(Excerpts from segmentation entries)
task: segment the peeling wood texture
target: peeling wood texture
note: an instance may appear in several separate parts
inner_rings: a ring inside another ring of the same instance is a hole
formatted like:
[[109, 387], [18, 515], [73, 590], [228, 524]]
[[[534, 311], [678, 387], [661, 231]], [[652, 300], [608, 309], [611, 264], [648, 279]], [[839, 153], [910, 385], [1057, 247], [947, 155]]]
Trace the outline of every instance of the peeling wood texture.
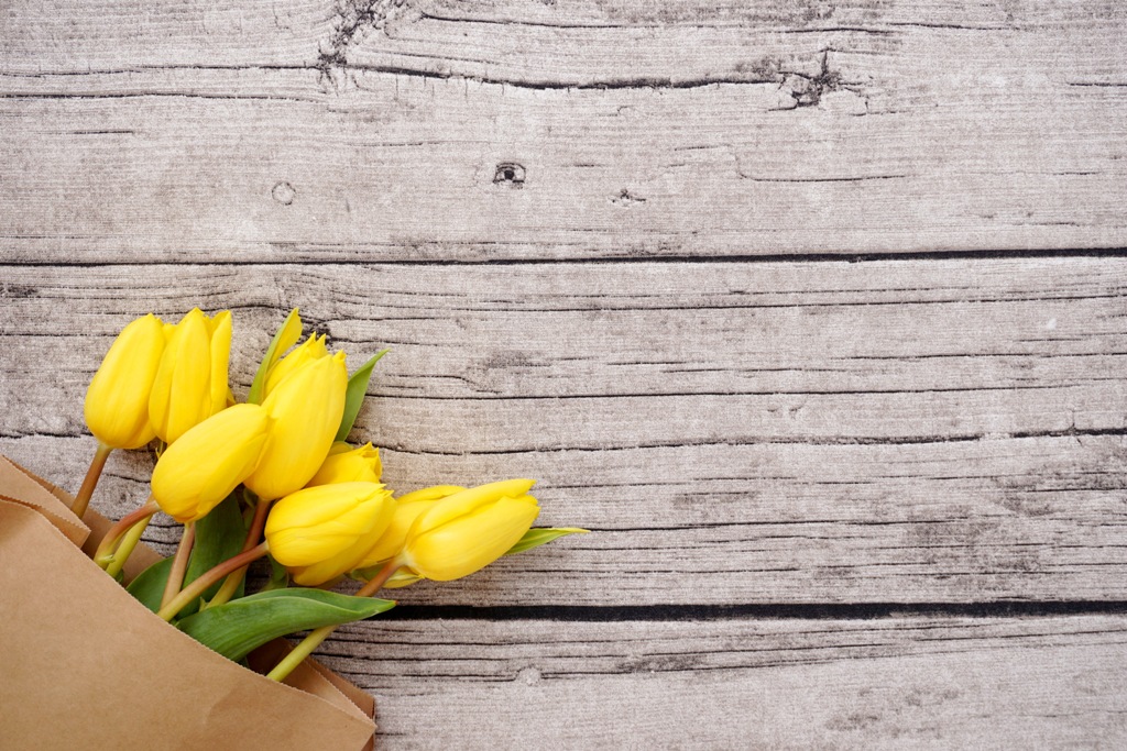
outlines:
[[16, 0], [0, 38], [0, 452], [73, 490], [131, 318], [231, 309], [242, 395], [300, 305], [392, 348], [391, 486], [539, 477], [594, 530], [323, 645], [380, 748], [1127, 743], [1121, 3]]
[[1127, 244], [1111, 0], [105, 5], [3, 11], [14, 259]]

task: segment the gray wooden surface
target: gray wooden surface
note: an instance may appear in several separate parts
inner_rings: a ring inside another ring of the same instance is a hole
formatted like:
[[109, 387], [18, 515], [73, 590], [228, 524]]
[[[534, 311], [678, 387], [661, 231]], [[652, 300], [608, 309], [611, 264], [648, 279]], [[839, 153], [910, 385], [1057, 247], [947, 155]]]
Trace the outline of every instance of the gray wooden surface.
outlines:
[[0, 452], [73, 489], [127, 320], [231, 309], [245, 393], [300, 305], [392, 348], [390, 485], [539, 477], [595, 530], [323, 645], [380, 748], [1121, 746], [1124, 38], [1106, 0], [8, 2]]

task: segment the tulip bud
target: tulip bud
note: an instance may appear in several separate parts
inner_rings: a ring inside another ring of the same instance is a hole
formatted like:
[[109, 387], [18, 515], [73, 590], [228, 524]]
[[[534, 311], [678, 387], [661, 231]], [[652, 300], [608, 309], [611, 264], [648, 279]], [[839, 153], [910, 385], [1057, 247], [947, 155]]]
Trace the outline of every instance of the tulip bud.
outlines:
[[345, 354], [305, 363], [267, 395], [274, 418], [258, 468], [246, 485], [272, 501], [305, 486], [329, 453], [345, 411], [348, 370]]
[[150, 313], [117, 334], [86, 392], [86, 424], [105, 446], [140, 448], [156, 437], [149, 394], [165, 351], [165, 324]]
[[303, 365], [319, 360], [329, 356], [329, 350], [325, 346], [326, 334], [318, 337], [310, 334], [305, 341], [293, 348], [293, 351], [278, 360], [266, 375], [266, 385], [263, 388], [263, 397], [269, 395], [274, 388], [301, 369]]
[[175, 327], [157, 370], [149, 417], [171, 444], [227, 406], [231, 311], [207, 318], [195, 307]]
[[451, 581], [483, 569], [532, 527], [532, 480], [507, 480], [447, 495], [411, 525], [399, 558], [412, 572]]
[[270, 555], [302, 587], [352, 571], [391, 521], [396, 502], [374, 482], [305, 488], [270, 509], [266, 542]]
[[332, 485], [340, 482], [380, 482], [382, 473], [380, 452], [372, 448], [372, 444], [353, 448], [338, 440], [332, 444], [321, 468], [305, 483], [305, 486]]
[[188, 430], [152, 471], [157, 503], [183, 524], [207, 516], [255, 471], [269, 428], [264, 408], [236, 404]]
[[396, 501], [396, 512], [391, 516], [391, 524], [388, 525], [387, 531], [376, 540], [356, 567], [367, 569], [399, 555], [399, 552], [403, 549], [403, 543], [407, 542], [407, 533], [410, 531], [415, 520], [442, 499], [463, 490], [465, 489], [460, 485], [435, 485], [400, 495]]

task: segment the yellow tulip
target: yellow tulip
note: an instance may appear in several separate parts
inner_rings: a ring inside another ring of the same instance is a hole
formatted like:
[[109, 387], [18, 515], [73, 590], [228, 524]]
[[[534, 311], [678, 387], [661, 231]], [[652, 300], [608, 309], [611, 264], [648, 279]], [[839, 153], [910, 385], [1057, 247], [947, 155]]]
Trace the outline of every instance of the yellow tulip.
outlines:
[[374, 482], [305, 488], [270, 509], [266, 542], [294, 582], [317, 585], [356, 567], [388, 528], [394, 507], [391, 492]]
[[410, 531], [415, 520], [442, 499], [463, 490], [465, 489], [460, 485], [435, 485], [400, 495], [396, 501], [396, 512], [391, 517], [391, 524], [388, 525], [387, 531], [376, 540], [356, 567], [367, 569], [399, 555], [399, 552], [403, 549], [403, 543], [407, 542], [407, 533]]
[[398, 560], [411, 572], [452, 581], [504, 555], [540, 515], [534, 481], [507, 480], [447, 495], [411, 525]]
[[270, 366], [269, 372], [266, 374], [263, 397], [268, 396], [279, 383], [300, 370], [303, 365], [319, 360], [322, 357], [328, 357], [329, 350], [325, 346], [325, 340], [326, 334], [321, 334], [320, 337], [316, 333], [310, 334], [305, 341], [294, 347], [292, 352]]
[[140, 448], [156, 437], [149, 394], [165, 351], [165, 324], [153, 314], [117, 334], [86, 392], [86, 424], [110, 448]]
[[340, 482], [380, 482], [382, 473], [380, 452], [372, 448], [372, 444], [353, 448], [345, 441], [338, 440], [329, 448], [329, 455], [325, 457], [321, 468], [305, 483], [305, 486], [332, 485]]
[[272, 501], [305, 486], [328, 456], [345, 411], [348, 370], [337, 352], [302, 365], [267, 395], [274, 418], [258, 468], [246, 485]]
[[161, 440], [171, 444], [227, 406], [230, 354], [231, 311], [207, 318], [195, 307], [174, 328], [149, 397]]
[[180, 436], [152, 471], [152, 495], [177, 521], [207, 515], [258, 466], [270, 430], [269, 413], [236, 404]]

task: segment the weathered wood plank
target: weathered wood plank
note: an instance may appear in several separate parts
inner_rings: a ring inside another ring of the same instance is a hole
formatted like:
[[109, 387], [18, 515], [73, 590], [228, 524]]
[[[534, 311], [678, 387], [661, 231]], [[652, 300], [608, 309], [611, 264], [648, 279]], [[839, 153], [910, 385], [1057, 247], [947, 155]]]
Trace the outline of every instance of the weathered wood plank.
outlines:
[[[10, 266], [5, 280], [9, 436], [81, 435], [82, 393], [110, 337], [141, 312], [177, 316], [196, 304], [236, 310], [232, 372], [243, 391], [292, 305], [357, 357], [392, 347], [362, 426], [410, 450], [926, 441], [1125, 426], [1119, 259]], [[443, 428], [419, 430], [420, 421]]]
[[128, 318], [234, 306], [239, 391], [300, 304], [394, 347], [356, 433], [393, 488], [540, 477], [544, 524], [598, 530], [409, 601], [1124, 597], [1119, 260], [5, 270], [0, 447], [46, 475], [81, 476]]
[[[384, 452], [384, 480], [541, 479], [542, 525], [596, 534], [397, 592], [438, 605], [671, 601], [1121, 600], [1124, 441], [1059, 438], [895, 447], [684, 447], [434, 457]], [[89, 439], [0, 438], [76, 488]], [[115, 456], [95, 506], [148, 494], [151, 459]], [[69, 479], [69, 481], [68, 481]], [[170, 554], [179, 528], [145, 539]]]
[[1125, 625], [376, 619], [322, 653], [385, 749], [1116, 748]]
[[290, 62], [228, 26], [211, 65], [23, 50], [0, 238], [36, 262], [1127, 244], [1118, 6], [862, 5], [346, 3], [299, 11], [321, 41]]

INSTRUCTIONS FOR THE TASK: Copy every one of the entries above word for word, leaving out the pictures.

EXERCISE RESULT:
task: segment the peeling wood texture
target: peeling wood texture
note: an instance may appear in several separate parts
inner_rings: a ring inside another ring of the same instance is a hole
formatted like:
[[109, 387], [18, 515], [73, 590], [228, 524]]
[[[534, 311], [678, 387], [661, 231]], [[652, 300], [608, 309], [611, 264], [648, 279]], [[839, 153], [910, 385], [1057, 247], [947, 155]]]
Trace the outline of every instance of the peeling wood texture.
outlines:
[[16, 0], [0, 38], [0, 452], [73, 490], [131, 318], [231, 309], [242, 395], [300, 305], [392, 348], [391, 486], [539, 477], [594, 530], [323, 645], [380, 748], [1127, 743], [1121, 3]]
[[1127, 244], [1111, 0], [105, 5], [3, 11], [14, 259]]

task: segment the gray wooden surface
target: gray wooden surface
note: an instance may appear in several separate parts
inner_rings: a ring inside another ring of the same instance is a hole
formatted like:
[[109, 387], [18, 515], [73, 590], [228, 524]]
[[[534, 311], [678, 387], [661, 231]], [[652, 300], [608, 309], [611, 264], [648, 279]], [[839, 153], [910, 385], [1057, 247], [947, 155]]]
Trace the outline of every instance of the gray wooden surface.
outlines:
[[0, 452], [73, 489], [127, 320], [231, 309], [245, 393], [300, 305], [392, 348], [390, 485], [539, 477], [595, 530], [323, 645], [380, 748], [1121, 746], [1124, 38], [1106, 0], [8, 2]]

task: segment the tulip bud
target: tulip bud
note: an instance may appear in several separate parts
inner_rings: a ring inside another ring of the same instance is a hole
formatted like:
[[109, 387], [18, 515], [73, 590], [228, 524]]
[[[534, 311], [678, 387], [661, 231]], [[652, 300], [608, 309], [611, 264], [648, 279]], [[839, 153], [910, 385], [1057, 247], [947, 155]]]
Trace the outline of every instance of the tulip bud.
outlines:
[[345, 354], [305, 363], [267, 395], [274, 418], [258, 468], [246, 485], [272, 501], [305, 486], [329, 453], [345, 411], [348, 370]]
[[150, 313], [117, 334], [86, 392], [86, 424], [105, 446], [140, 448], [156, 437], [149, 394], [165, 351], [165, 324]]
[[303, 365], [319, 360], [329, 356], [329, 350], [325, 346], [326, 334], [318, 337], [310, 334], [305, 341], [293, 348], [293, 351], [278, 360], [266, 375], [266, 385], [263, 388], [263, 397], [269, 395], [274, 388], [301, 369]]
[[175, 327], [157, 370], [149, 417], [171, 444], [227, 406], [231, 311], [207, 318], [195, 307]]
[[451, 581], [483, 569], [532, 527], [532, 480], [507, 480], [447, 495], [411, 525], [399, 558], [412, 572]]
[[270, 555], [302, 587], [352, 571], [391, 521], [396, 502], [374, 482], [305, 488], [270, 509], [266, 542]]
[[332, 485], [340, 482], [380, 482], [382, 473], [380, 452], [372, 448], [372, 444], [353, 448], [338, 440], [332, 444], [321, 468], [305, 483], [305, 486]]
[[188, 430], [152, 471], [157, 503], [183, 524], [207, 516], [255, 471], [269, 428], [264, 408], [236, 404]]
[[396, 501], [396, 512], [391, 516], [391, 524], [388, 525], [387, 531], [376, 540], [356, 567], [367, 569], [399, 555], [399, 552], [403, 549], [403, 543], [407, 542], [407, 533], [410, 531], [415, 520], [442, 499], [463, 490], [465, 489], [460, 485], [435, 485], [400, 495]]

task: segment the yellow tulip
target: yellow tulip
note: an instance may appear in several separate parts
inner_rings: a ring inside another ring of the same instance is a hole
formatted like:
[[109, 387], [18, 515], [73, 590], [228, 524]]
[[[534, 311], [678, 387], [661, 231]], [[652, 300], [608, 309], [611, 264], [648, 279]], [[839, 153], [910, 385], [1057, 247], [947, 155]]]
Trace the outline of every instance of the yellow tulip.
outlines:
[[374, 482], [305, 488], [270, 509], [266, 542], [294, 582], [317, 585], [356, 567], [388, 528], [394, 507], [391, 492]]
[[410, 531], [415, 520], [442, 499], [463, 490], [465, 489], [460, 485], [435, 485], [400, 495], [396, 501], [396, 512], [391, 517], [391, 524], [388, 525], [387, 531], [376, 540], [356, 567], [367, 569], [399, 555], [399, 552], [403, 549], [403, 543], [407, 542], [407, 533]]
[[398, 560], [411, 572], [452, 581], [504, 555], [540, 515], [534, 481], [507, 480], [447, 495], [411, 525]]
[[270, 366], [269, 372], [266, 374], [263, 397], [268, 396], [279, 383], [300, 370], [303, 365], [319, 360], [322, 357], [328, 357], [329, 350], [325, 346], [325, 340], [326, 334], [321, 334], [320, 337], [316, 333], [310, 334], [305, 341], [294, 347], [292, 352]]
[[140, 448], [156, 437], [149, 394], [165, 351], [165, 324], [153, 314], [117, 334], [86, 392], [86, 424], [110, 448]]
[[340, 482], [380, 482], [382, 473], [380, 452], [372, 448], [372, 444], [353, 448], [345, 441], [338, 440], [329, 448], [329, 455], [325, 457], [321, 468], [305, 483], [305, 486], [332, 485]]
[[272, 501], [305, 486], [328, 456], [345, 411], [348, 370], [337, 352], [302, 365], [267, 395], [274, 418], [258, 468], [246, 485]]
[[161, 440], [171, 444], [227, 406], [230, 354], [231, 311], [207, 318], [195, 307], [174, 328], [149, 397]]
[[180, 436], [152, 471], [152, 495], [177, 521], [207, 515], [258, 466], [270, 430], [269, 413], [236, 404]]

task: segment the weathered wood plank
target: weathered wood plank
note: an instance may appear in several separate parts
inner_rings: a ring inside another ring of the same instance is a hole
formatted like:
[[109, 387], [18, 515], [73, 590], [228, 524]]
[[[534, 311], [678, 387], [661, 231]], [[652, 300], [608, 309], [611, 264], [648, 279]], [[839, 153], [910, 385], [1057, 247], [947, 155]]]
Trace the outline of every instance of the weathered wood plank.
outlines:
[[[10, 266], [5, 280], [9, 436], [81, 435], [82, 393], [110, 337], [141, 312], [177, 316], [196, 304], [236, 310], [232, 372], [243, 391], [292, 305], [357, 357], [392, 347], [362, 426], [410, 450], [926, 441], [1125, 426], [1119, 259]], [[443, 428], [419, 430], [420, 421]]]
[[128, 318], [234, 306], [239, 391], [300, 304], [394, 347], [356, 433], [393, 488], [540, 477], [544, 524], [598, 530], [409, 601], [1124, 597], [1119, 260], [5, 270], [0, 447], [46, 475], [81, 476]]
[[[384, 452], [384, 480], [541, 479], [542, 525], [596, 534], [397, 592], [438, 605], [671, 601], [1121, 600], [1124, 441], [1059, 438], [895, 447], [684, 447], [434, 457]], [[89, 439], [0, 438], [76, 488]], [[115, 456], [95, 506], [148, 494], [151, 459]], [[69, 479], [69, 481], [68, 481]], [[170, 554], [179, 528], [145, 539]]]
[[1125, 625], [376, 619], [322, 653], [385, 749], [1116, 748]]
[[290, 62], [228, 26], [211, 65], [23, 50], [0, 238], [36, 262], [1127, 244], [1118, 6], [862, 5], [346, 3], [299, 11], [321, 41]]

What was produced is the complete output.